#### EXCERTO FORNECIDO

Agora as coisas acontecem de uma forma mais rápida e mais profissionalizante…

Tiveste formação teatral?

Sim. Fiz o conservatório, mas já depois de haver o Teatro Praga. Nós conhecemo-nos num curso de iniciação teatral dos Sátiros, que era um grupo brasileiro. Era um curso, aos Sábados, ia lá três horas e fazíamos umas brincadeiras, depois apresentávamos um exercício final. Então nós apresentamo-nos como um grupo, demos um nome e ficou Teatro Praga, logo aí. Entretanto a coisa correu bem e tentamos fazer um outro espectáculo com o dinheiro de bilheteira que tínhamos ganho do espectáculo anterior. A partir daí a coisa começou a cavalgar.

Neste Avarento vocês trabalham textos que “ocupam um território opticamente correcto, mas de difícil apreensão”. Quem é que se cansa mais, vocês ou o público?

Quem é que se cansa mais?…

O Romeu Runa, no final dizia-me que estava de rastos.

É uma questão física, no caso deste espectáculo. Mas as coisas são postas de uma forma pouco confortável, quer para nós, quer para o público. E, essa ideia de conforto é recusada logo à partida, porque não nos interessa. Interessa-nos um território arriscado. Quando é arriscado, normalmente pressupõe investimento e esse risco pressupõe que possa haver erro e o erro causa angústia. É uma área um pouco movediça e pode gerar esse cansaço, não sei se cansaço, mas tensão, quer ao público, quer a nós enquanto criadores. Quando ia fazer espectáculos noutras companhias o que é que eu sentia? Quais eram as diferenças em relação aos Praga? Para mim estar a fazer espectáculos noutras companhias é como estar de férias, porque não tenho trabalho, as coisas são sempre mais fáceis, mais simples e muito menos preocupadas.

No dia 26 de Junho escrevias no blogue “não me sinto seguro, parece que o chão treme…” Já te sentes mais seguro?

Engraçado uma pergunta dessas… Sim, já me sinto mais seguro, agora… sobretudo aqui no Porto, o público que nos vai ver… percebe-se que há uma criação de expectativa. Ainda por cima um espectáculo feito a partir de Moliére, quando há uma tradição do Teatro Nacional de São João em fazer o Moliére de uma determinada maneira, que não é muito tradicional, mas ao mesmo tempo não muito vanguardista… essa expectativa está criada e há reacções muito díspares... mas em relação à pergunta… sim já me sinto mais seguro. Há aqui uma questão, neste espectáculo, que nos outros não existe. Como há uma equipa tão grande por detrás, uma máquina que ampara, normalmente estás mais dependente de ti mesmo, do que estás a fazer. Aqui estás mais amparado por estas circunstâncias de produção. Num dia como hoje se tivéssemos espectáculo à noite já andávamos a fazer coisas que era preciso fazer. Aqui estamos mais relaxados.

########
#### INFORMAÇÃO REGISTADA

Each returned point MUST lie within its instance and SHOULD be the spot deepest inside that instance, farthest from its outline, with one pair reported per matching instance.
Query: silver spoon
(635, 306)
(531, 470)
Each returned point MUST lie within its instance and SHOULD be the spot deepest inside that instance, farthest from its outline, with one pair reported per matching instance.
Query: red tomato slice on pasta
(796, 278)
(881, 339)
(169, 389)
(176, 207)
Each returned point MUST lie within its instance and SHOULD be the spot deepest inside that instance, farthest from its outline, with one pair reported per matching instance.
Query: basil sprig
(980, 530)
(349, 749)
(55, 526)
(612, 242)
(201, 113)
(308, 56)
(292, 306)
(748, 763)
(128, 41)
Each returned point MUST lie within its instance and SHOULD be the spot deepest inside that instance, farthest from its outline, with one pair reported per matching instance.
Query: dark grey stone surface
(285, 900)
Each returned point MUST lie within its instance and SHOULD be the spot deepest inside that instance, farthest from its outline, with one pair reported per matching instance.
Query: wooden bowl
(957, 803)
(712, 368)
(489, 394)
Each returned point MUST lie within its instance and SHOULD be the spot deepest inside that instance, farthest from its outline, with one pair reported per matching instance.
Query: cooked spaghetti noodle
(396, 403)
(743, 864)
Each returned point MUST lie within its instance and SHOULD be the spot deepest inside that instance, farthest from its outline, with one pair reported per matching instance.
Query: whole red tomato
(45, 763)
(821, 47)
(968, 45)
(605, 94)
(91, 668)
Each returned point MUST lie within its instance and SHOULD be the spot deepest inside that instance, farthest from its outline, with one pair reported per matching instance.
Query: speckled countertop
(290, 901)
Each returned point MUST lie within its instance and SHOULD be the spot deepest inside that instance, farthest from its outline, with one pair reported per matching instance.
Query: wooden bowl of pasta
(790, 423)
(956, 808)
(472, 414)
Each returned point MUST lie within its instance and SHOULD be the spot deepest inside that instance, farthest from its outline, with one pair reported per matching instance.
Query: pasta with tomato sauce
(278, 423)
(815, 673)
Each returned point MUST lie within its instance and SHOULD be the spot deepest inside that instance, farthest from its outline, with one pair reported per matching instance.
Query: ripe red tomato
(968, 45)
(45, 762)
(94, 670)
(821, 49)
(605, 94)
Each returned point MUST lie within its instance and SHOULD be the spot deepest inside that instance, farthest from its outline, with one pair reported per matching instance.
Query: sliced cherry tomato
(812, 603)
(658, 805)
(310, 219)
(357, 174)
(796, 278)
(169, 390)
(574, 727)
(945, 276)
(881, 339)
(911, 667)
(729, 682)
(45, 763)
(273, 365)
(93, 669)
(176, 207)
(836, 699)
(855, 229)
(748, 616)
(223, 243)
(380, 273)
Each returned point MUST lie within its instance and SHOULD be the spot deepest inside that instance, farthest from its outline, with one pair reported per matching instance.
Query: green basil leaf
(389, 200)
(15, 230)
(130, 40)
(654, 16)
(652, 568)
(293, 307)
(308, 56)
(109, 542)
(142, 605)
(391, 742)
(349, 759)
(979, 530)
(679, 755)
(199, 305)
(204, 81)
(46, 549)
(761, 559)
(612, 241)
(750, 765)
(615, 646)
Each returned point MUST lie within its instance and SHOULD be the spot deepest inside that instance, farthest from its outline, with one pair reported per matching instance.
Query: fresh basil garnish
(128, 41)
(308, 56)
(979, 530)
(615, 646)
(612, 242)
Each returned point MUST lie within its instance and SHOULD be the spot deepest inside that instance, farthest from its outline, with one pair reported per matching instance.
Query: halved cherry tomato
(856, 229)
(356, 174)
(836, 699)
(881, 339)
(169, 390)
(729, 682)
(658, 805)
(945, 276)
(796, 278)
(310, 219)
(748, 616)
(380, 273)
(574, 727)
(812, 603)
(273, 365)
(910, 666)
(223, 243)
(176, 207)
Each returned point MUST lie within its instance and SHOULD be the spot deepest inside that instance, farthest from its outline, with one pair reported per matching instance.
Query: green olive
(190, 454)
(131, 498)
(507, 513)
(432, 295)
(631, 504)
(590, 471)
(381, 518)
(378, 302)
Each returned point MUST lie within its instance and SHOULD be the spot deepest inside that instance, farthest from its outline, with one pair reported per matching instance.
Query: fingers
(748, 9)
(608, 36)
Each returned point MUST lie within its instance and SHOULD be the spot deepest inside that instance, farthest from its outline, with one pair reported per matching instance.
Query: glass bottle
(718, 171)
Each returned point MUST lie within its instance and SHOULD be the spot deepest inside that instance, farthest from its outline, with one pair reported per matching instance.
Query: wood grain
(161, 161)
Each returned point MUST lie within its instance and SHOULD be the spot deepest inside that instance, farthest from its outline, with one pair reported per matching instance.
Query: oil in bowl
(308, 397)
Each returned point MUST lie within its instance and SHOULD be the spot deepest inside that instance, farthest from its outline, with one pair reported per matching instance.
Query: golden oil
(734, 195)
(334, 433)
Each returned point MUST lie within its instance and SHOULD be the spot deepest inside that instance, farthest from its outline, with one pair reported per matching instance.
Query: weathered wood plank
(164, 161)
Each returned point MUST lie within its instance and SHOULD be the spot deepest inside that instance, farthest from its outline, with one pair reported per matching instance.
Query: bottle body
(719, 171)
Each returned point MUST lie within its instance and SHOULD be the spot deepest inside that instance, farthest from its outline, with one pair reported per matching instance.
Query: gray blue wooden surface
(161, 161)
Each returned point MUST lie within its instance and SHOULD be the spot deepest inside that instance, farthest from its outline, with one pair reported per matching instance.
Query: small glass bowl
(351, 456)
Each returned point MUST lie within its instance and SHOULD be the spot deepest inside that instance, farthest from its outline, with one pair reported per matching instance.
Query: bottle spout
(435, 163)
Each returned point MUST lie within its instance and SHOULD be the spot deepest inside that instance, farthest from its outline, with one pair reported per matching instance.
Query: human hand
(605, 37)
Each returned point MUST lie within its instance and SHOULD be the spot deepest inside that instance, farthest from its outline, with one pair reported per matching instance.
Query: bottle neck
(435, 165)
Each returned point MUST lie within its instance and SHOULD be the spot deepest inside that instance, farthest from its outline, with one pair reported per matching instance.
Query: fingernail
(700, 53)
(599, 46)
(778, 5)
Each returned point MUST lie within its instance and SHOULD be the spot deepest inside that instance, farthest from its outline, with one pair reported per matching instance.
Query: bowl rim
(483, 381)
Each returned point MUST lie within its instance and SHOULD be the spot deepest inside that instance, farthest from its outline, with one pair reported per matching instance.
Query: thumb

########

> _A SUA TAREFA_
Reproduza o trecho da entrevista que abre com as palavras "Agora as coisas" e fecha com "começou a cavalgar.", renomeando "Teatro Praga" para "Companhia Praga".

> _RESPOSTA COMPLETA_
Agora as coisas acontecem de uma forma mais rápida e mais profissionalizante…

Tiveste formação teatral?

Sim. Fiz o conservatório, mas já depois de haver o Companhia Praga. Nós conhecemo-nos num curso de iniciação teatral dos Sátiros, que era um grupo brasileiro. Era um curso, aos Sábados, ia lá três horas e fazíamos umas brincadeiras, depois apresentávamos um exercício final. Então nós apresentamo-nos como um grupo, demos um nome e ficou Companhia Praga, logo aí. Entretanto a coisa correu bem e tentamos fazer um outro espectáculo com o dinheiro de bilheteira que tínhamos ganho do espectáculo anterior. A partir daí a coisa começou a cavalgar.